> **DOCUMENT TEXT**

--- start ---

[postgis-users] Overlap still not works

Andreas Laggner andreas.laggner at fal.de
Fri Nov 16 00:24:32 PST 2007


Hi,

I try to overlap huge files (up to 8 million polygons in a single file) 
since two months now. Two approaches were used, they both worked fine 
with small files (about some hundred polygons each file), but none ran 
through with the bigger ones! Right now i have two tables, the first one 
"sg7rep" with only 883396 rows and the second one "gembrd" with only 
15009 rows (these are the smallest ones from my sample).

The approach from Regina Obe. The problems always accur in the last part 
where we try to catch the remaining pieces from the intersection (that 
did not intersect) with the function difference. If i use 
ST_UNION(the_geom) i get this Error:
TopologyException: found non-noded intersection between 3.59058e+06 
5.25145e+06, 3.59058e+06 5.25145e+06 and 3.59058e+06 5.25145e+06, 
3.59058e+06 5.25145e+06 3.59058e+06 5.25145e+06
psql:/disk1/samba/PostGis/uba_sg7_gem_regina_stunion.sql:242: ERROR:  
GEOS union() threw an error!

I also tried to use st_buffer(st_collect(the_geom),0.0) instead of 
ST_UNION(the_geom) and the Server terminated abnormal. In both cases i 
receive exactly 981149 rows before the error accurs!

In the result you can see in evidence that the first three parts from 
this query worked fine: I have all polygons from both tables that do not 
intersect at all and i have the intersection parts from polygons that 
intersects - just the remaining pieces from the intersection are missing.

--- end ---

> **EXERCISES**
1. According to the PostGIS post, how many rows does the table "gembrd" have?
2. Name every function that the PostGIS post says the author used in the query attempts.
The rows of saved data entries are separate material, apart from the PostGIS post.

[Saved data entries]
--- start ---

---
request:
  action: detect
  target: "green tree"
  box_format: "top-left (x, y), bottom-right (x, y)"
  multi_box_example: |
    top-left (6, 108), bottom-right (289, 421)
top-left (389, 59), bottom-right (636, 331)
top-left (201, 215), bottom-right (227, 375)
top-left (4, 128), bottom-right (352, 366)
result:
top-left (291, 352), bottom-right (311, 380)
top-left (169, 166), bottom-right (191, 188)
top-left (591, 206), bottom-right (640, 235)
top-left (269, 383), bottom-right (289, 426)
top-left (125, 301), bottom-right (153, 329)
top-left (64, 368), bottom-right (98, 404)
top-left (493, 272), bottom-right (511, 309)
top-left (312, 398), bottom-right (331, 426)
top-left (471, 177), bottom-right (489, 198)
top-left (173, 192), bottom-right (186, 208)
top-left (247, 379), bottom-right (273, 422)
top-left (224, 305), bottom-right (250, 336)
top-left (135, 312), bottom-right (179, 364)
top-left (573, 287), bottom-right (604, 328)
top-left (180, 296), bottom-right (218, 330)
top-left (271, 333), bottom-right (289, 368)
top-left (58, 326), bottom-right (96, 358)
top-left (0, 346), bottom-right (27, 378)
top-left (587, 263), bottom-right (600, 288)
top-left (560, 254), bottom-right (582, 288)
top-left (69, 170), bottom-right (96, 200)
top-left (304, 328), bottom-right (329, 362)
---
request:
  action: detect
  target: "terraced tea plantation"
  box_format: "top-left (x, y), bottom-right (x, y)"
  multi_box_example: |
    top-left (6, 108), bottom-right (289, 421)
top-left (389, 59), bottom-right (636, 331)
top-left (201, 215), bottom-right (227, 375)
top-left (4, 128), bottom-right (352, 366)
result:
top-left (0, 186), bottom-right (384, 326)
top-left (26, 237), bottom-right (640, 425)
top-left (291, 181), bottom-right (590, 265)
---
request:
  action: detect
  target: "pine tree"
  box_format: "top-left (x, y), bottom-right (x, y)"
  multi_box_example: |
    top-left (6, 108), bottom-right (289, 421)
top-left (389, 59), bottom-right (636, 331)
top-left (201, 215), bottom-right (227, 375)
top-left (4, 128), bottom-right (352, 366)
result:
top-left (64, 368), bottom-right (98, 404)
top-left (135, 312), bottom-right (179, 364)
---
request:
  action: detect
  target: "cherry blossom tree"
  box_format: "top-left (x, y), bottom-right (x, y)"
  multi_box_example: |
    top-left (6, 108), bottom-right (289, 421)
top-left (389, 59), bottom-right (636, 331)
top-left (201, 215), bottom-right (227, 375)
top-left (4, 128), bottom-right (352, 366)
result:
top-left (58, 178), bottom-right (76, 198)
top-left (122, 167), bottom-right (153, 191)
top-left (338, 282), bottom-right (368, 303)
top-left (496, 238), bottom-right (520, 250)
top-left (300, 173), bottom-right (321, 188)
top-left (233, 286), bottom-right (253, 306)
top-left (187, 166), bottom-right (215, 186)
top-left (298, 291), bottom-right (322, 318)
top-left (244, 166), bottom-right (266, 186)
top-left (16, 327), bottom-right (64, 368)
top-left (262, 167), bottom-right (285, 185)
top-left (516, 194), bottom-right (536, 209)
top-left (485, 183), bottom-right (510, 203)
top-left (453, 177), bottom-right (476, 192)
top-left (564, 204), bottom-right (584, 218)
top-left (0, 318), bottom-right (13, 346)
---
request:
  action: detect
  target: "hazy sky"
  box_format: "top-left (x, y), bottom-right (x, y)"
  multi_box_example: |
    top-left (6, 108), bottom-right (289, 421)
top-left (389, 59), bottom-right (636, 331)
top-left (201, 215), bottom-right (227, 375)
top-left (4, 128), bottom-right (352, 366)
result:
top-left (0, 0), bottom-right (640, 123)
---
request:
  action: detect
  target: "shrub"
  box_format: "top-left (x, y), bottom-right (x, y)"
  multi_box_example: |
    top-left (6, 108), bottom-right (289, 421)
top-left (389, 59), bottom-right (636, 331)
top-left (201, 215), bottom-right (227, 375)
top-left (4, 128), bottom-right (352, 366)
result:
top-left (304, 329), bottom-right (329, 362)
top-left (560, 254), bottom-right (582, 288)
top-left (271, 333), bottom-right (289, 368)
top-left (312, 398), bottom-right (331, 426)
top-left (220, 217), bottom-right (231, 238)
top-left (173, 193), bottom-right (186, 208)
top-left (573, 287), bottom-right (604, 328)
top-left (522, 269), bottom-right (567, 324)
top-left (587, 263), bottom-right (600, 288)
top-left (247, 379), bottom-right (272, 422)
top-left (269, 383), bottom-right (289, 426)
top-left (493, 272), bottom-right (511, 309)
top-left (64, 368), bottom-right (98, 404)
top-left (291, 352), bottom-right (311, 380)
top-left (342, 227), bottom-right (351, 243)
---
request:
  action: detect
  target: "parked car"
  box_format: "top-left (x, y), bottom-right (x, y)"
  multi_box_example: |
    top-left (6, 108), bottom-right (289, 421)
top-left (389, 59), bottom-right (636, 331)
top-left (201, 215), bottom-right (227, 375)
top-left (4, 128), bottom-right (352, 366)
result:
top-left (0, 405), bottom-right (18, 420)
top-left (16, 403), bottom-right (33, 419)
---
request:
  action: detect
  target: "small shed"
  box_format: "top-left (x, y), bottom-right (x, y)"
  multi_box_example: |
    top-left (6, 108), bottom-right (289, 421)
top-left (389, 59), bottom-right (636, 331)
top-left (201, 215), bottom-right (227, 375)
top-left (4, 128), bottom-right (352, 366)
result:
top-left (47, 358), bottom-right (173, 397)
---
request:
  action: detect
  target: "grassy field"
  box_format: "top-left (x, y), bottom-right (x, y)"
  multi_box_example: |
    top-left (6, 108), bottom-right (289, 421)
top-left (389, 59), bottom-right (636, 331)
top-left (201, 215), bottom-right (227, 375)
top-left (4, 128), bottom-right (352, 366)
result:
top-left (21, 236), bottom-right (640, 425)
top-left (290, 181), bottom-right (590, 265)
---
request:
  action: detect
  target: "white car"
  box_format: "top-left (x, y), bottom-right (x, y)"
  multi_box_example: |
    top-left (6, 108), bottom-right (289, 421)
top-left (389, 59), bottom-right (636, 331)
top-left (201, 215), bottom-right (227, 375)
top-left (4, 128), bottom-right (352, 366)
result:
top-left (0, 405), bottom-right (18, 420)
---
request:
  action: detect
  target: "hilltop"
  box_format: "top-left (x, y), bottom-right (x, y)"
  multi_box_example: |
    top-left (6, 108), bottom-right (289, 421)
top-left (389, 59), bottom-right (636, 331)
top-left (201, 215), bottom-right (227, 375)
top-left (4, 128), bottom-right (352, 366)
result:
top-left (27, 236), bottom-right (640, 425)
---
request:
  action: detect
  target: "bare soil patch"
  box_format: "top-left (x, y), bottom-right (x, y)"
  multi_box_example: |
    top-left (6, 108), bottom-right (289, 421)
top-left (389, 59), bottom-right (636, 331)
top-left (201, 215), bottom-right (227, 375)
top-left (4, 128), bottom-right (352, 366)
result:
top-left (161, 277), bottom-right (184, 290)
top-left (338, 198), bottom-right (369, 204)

--- end ---

> **TASK RESPONSES**
1. 15009 rows.

2. difference, ST_UNION, st_buffer, st_collect